## Source document
■ ■ ■ ■ ■

New Zealand's housing market is "absurd", says former Reserve Bank Governor Don Brash, and Kiwis not yet on the property ladder have little hope of making it up the rungs.
Skyrocketing house prices have been at the centre of national discourse in recent months, the country's chronic housing shortage compounded by a fast-growing population and Kiwi expats returning en-masse to escape the ongoing pandemic, leading to an increased demand for slow-growing supply. With low interest rates and the removal of loan-to-value ratio (LVR) restrictions, more Kiwis were able to enter the property market in 2020 - contributing to the country's sky-high asking prices.
Speaking to Magic Talk on Sunday morning, the former Opposition leader painted a grim picture for the future of home ownership in New Zealand, claiming Prime Minister Jacinda Ardern and her Labour Government have little interest in reducing the record-high house prices.
"The Government does not want house prices to fall, in fact the Prime Minister has been quite explicit that she wants them to continue to rise, although more slowly," Brash told Sunday Cafe host Roman Travers.
"You cannot make housing more affordable if prices continue to go up - they're outrageously unaffordable by international standards now, in Auckland and Tauranga particularly. It's just absurd."
Brash, who was Governor of the Reserve Bank from 1988 to 2002, said people are quick to point out an increase in income inequality over the past 20 years - however, he says it's New Zealand's wealth divide that has expanded "enormously", driven by house prices.
"If you happened to be lucky enough to have a house 20 years ago, you're living in clover. You didn't? You're screwed - absolutely screwed. The Government doesn't even want to fix it," he said bluntly.
"The biggest single issue facing the country is we've got an underclass [with] not a dog's chance of moving into their own home, they cannot live comfortably on the current [average] income… it's a serious problem."

■ ■ ■ ■ ■

[Items listed in a dataset]
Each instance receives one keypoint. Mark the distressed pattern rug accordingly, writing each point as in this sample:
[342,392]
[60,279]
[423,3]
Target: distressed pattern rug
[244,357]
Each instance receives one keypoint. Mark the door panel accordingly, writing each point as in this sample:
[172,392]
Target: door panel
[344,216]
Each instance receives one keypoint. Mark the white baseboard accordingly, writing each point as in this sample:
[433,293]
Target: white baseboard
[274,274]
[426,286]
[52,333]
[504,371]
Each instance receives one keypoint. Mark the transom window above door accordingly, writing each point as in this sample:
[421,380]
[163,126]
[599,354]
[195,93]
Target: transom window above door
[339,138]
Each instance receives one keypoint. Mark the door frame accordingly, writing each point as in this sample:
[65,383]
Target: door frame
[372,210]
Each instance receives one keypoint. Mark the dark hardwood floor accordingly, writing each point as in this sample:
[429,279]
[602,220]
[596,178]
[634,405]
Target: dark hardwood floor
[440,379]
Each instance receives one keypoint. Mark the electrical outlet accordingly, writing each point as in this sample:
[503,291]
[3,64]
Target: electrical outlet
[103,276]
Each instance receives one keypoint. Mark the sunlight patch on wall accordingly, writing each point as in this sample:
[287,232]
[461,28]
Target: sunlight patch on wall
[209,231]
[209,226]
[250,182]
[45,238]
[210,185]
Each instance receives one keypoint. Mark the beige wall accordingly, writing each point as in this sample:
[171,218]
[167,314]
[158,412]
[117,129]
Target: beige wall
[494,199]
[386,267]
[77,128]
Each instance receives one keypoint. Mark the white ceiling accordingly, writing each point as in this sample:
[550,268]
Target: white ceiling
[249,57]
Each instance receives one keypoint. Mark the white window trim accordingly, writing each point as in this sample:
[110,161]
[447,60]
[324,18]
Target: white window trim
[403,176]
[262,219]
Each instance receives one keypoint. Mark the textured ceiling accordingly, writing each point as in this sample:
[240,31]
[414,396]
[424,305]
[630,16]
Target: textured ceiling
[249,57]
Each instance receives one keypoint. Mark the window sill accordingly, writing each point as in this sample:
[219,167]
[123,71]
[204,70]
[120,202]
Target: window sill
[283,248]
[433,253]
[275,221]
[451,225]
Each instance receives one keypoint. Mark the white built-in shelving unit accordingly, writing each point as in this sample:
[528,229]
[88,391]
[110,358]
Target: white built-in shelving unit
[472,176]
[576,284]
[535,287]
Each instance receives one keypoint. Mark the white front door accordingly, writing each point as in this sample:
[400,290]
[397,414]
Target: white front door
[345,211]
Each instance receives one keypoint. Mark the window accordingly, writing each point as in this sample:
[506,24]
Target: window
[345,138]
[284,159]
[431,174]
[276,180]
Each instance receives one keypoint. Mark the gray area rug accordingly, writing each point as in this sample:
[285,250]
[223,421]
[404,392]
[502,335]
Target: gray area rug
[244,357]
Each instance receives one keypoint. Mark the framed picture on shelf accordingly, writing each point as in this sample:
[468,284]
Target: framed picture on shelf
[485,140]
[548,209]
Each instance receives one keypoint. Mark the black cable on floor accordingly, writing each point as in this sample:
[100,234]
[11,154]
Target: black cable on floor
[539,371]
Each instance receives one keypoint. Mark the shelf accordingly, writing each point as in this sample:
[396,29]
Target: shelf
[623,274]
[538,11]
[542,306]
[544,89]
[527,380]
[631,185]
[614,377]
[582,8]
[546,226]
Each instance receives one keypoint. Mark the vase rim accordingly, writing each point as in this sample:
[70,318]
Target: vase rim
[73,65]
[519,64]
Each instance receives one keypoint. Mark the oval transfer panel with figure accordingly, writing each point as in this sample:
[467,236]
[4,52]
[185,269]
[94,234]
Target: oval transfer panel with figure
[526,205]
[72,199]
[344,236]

■ ■ ■ ■ ■

## Exercise instructions
A. Answer these questions from the housing market article:
(i) During which years was Don Brash Governor of the Reserve Bank?
(ii) Which two places does Brash name as particularly unaffordable by international standards?
(iii) Who hosted the show on which Brash made his remarks?
B. Extend the housing market article with a further passage that follows on from its final sentence.

## Answers to the exercise
A.
(i) From 1988 to 2002.
(ii) Auckland and Tauranga.
(iii) Roman Travers, host of Sunday Cafe.

B.
He suggested that scrapping the urban boundary around Auckland - an initiative Labour first suggested in 2017 - would help reduce prices, but maintained that Ardern has "no intention" of repealing the urban limit.
"The Government doesn't want to drop house prices. They want to help first-home buyers into houses by providing more incentives to help them, thereby increasing demand - but doing nothing for supply. Prices just continue to go up."
The Government announced on Thursday that 8000 additional public and transitional housing places, announced in Budget 2020 as part of a $5 billion investment, will go in the regions where population growth has exceeded new housing supply.
"We're on track for our delivery of our public housing programme. We are now expanding it; we're targeting identified areas where we have real need, and setting out where those extra homes will be built across to 2024," Ardern said.
Ardern acknowledged that housing is one of New Zealand's "toughest long-term problems" and that the current rate of housing price growth is "unsustainable", with first-home buyers shut out.
"There is no silver bullet for fixing the housing crisis but that is not a reason for inaction. It's a reason to tackle this issue on multiple fronts and on an ongoing basis," she said. "It will continue to take a concerted effort across the term."